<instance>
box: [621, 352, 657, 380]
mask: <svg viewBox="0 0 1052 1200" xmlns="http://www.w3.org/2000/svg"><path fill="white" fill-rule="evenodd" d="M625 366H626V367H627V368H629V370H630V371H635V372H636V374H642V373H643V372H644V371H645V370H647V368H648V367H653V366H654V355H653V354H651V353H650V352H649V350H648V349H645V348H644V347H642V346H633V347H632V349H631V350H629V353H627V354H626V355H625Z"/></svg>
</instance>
--
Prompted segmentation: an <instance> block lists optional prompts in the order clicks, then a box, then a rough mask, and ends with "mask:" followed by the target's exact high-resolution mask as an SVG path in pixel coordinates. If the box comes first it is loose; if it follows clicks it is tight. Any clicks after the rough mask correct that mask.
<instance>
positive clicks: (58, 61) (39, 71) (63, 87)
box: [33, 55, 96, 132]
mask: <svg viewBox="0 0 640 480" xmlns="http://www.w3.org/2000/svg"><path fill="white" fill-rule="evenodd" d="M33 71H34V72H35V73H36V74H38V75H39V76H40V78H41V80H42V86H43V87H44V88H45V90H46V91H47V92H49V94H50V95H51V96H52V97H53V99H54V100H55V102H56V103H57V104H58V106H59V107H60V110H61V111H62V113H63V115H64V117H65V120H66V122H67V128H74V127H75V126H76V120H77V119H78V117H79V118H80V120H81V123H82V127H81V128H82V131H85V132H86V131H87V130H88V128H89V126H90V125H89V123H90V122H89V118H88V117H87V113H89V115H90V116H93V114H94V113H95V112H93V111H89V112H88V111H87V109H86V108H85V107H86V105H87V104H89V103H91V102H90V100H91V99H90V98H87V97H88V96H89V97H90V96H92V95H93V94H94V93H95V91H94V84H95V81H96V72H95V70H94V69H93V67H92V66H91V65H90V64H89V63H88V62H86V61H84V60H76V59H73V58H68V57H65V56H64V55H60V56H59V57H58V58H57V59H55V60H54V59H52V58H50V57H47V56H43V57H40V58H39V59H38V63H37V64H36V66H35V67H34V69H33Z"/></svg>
...
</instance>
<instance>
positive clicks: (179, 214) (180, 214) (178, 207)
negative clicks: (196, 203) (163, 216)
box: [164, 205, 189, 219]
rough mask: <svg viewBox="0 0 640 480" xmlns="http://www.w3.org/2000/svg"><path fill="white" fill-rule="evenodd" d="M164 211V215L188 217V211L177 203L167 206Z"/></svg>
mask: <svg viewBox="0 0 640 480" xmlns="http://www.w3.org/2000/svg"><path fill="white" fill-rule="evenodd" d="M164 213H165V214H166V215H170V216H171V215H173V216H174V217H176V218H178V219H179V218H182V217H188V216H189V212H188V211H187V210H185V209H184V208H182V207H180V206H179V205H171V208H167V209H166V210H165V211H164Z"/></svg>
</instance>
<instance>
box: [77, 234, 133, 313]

• _Assigned task_
Taking the records above, retype every line from the one with "positive clicks: (179, 214)" down to the one with "box: [164, 205, 189, 219]", exactly and with nothing else.

• _The completed task_
positive clicks: (179, 214) (180, 214) (178, 207)
negative clicks: (196, 203) (163, 216)
box: [164, 205, 189, 219]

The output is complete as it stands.